Work to be completed> Down to the final line, print each entry exactly.

Given information>
★ ★ ★ ★ ★

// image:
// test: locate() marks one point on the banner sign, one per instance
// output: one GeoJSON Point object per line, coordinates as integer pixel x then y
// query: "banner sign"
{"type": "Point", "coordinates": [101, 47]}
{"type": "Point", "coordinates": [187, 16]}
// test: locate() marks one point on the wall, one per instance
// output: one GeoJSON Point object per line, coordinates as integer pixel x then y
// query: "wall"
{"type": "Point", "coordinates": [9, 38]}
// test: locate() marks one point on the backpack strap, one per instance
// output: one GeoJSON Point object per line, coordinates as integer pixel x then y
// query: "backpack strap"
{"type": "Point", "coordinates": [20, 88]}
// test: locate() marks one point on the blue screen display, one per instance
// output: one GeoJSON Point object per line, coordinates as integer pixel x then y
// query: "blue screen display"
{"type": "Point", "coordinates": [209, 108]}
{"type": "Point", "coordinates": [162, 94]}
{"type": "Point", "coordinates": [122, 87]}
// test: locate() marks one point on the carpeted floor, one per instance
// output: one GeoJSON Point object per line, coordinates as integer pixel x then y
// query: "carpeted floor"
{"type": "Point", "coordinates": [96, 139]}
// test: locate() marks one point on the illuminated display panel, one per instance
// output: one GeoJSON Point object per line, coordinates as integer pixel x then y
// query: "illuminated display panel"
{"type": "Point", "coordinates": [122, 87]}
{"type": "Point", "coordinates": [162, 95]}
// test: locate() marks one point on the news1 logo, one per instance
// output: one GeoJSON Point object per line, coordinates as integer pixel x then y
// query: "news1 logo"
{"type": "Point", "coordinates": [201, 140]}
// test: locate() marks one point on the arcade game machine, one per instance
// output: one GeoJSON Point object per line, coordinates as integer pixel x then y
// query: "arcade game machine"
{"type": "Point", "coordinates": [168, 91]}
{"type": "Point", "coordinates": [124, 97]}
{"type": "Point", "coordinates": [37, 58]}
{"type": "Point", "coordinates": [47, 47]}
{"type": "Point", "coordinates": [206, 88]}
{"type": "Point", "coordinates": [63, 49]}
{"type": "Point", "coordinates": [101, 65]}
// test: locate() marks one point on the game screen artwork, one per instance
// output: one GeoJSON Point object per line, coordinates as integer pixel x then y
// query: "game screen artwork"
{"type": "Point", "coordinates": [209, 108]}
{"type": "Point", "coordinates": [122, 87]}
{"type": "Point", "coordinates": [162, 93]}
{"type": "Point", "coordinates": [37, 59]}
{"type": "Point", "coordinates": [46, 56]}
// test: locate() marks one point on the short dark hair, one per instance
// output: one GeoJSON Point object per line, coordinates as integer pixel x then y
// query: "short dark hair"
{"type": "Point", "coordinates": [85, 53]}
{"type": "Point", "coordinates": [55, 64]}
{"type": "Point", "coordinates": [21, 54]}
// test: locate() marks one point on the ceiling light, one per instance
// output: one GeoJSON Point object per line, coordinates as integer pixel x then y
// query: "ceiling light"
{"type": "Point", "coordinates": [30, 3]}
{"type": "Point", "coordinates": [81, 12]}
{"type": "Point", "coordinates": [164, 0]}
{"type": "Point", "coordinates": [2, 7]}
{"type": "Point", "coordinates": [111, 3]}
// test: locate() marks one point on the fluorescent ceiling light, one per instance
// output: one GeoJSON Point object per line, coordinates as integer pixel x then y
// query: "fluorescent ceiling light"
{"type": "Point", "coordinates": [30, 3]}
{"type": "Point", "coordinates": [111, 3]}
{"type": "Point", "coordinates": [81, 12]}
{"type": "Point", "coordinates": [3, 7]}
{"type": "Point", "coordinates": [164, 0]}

★ ★ ★ ★ ★

Solved exercise>
// image:
// test: locate() marks one point on the banner sign, one per instance
// output: one GeoJSON Point object per line, coordinates as integer pixel x then y
// query: "banner sign"
{"type": "Point", "coordinates": [101, 47]}
{"type": "Point", "coordinates": [187, 16]}
// test: locate() marks one point on the wall, one per instance
// output: one GeoJSON Point object per line, coordinates as integer pixel x then y
// query: "wall"
{"type": "Point", "coordinates": [9, 38]}
// test: locate() marks one point on the backpack strap, one per instance
// output: one GeoJSON Point object per line, coordinates as integer pixel x then y
// query: "backpack strap"
{"type": "Point", "coordinates": [20, 88]}
// test: locate() marks one point on the blue screen display, one per instance
// output: one GeoJSON Point object per line, coordinates as integer pixel x then y
// query: "blue screen display"
{"type": "Point", "coordinates": [209, 108]}
{"type": "Point", "coordinates": [162, 94]}
{"type": "Point", "coordinates": [122, 87]}
// test: locate() marks one point on the carpeted floor, one per instance
// output: one GeoJSON Point object per line, coordinates as integer pixel x then y
// query: "carpeted floor"
{"type": "Point", "coordinates": [96, 139]}
// test: locate() marks one point on the illuminated display panel, one per instance
// output: one GeoJSON Point object per line, coordinates as integer pixel x then y
// query: "illuminated display panel"
{"type": "Point", "coordinates": [122, 87]}
{"type": "Point", "coordinates": [162, 95]}
// test: locate() marks one point on the news1 logo, one per instance
// output: one GeoJSON Point object per line, coordinates as integer pixel x then y
// query: "news1 logo"
{"type": "Point", "coordinates": [201, 140]}
// test: locate() marks one point on the arcade game machine, one per instance
// output: one GeoJSON Point object per line, coordinates as integer pixel x then y
// query: "arcade game machine"
{"type": "Point", "coordinates": [168, 91]}
{"type": "Point", "coordinates": [124, 97]}
{"type": "Point", "coordinates": [37, 58]}
{"type": "Point", "coordinates": [47, 47]}
{"type": "Point", "coordinates": [206, 88]}
{"type": "Point", "coordinates": [63, 49]}
{"type": "Point", "coordinates": [101, 65]}
// test: locate() marks one point on the game screen artwork, one per instance
// output: one GeoJSON Point object per line, coordinates as integer pixel x then y
// query: "game screen artwork"
{"type": "Point", "coordinates": [209, 108]}
{"type": "Point", "coordinates": [122, 87]}
{"type": "Point", "coordinates": [162, 93]}
{"type": "Point", "coordinates": [37, 59]}
{"type": "Point", "coordinates": [46, 56]}
// test: locate() marks one point on the short dark hair, one per instance
// output: one GeoJSON Point object per line, coordinates as integer pixel x then y
// query: "short dark hair"
{"type": "Point", "coordinates": [85, 53]}
{"type": "Point", "coordinates": [55, 64]}
{"type": "Point", "coordinates": [21, 54]}
// test: locate() marks one point on the ceiling light, one per instance
// output: one GeoJSON Point object per line, coordinates as integer pixel x then y
// query: "ceiling light"
{"type": "Point", "coordinates": [30, 3]}
{"type": "Point", "coordinates": [81, 12]}
{"type": "Point", "coordinates": [164, 0]}
{"type": "Point", "coordinates": [2, 7]}
{"type": "Point", "coordinates": [111, 3]}
// test: locate() marks one point on the fluorescent ceiling light, one per instance
// output: one GeoJSON Point object per line, coordinates as integer pixel x then y
// query: "fluorescent ceiling light"
{"type": "Point", "coordinates": [30, 3]}
{"type": "Point", "coordinates": [111, 3]}
{"type": "Point", "coordinates": [81, 12]}
{"type": "Point", "coordinates": [3, 7]}
{"type": "Point", "coordinates": [164, 0]}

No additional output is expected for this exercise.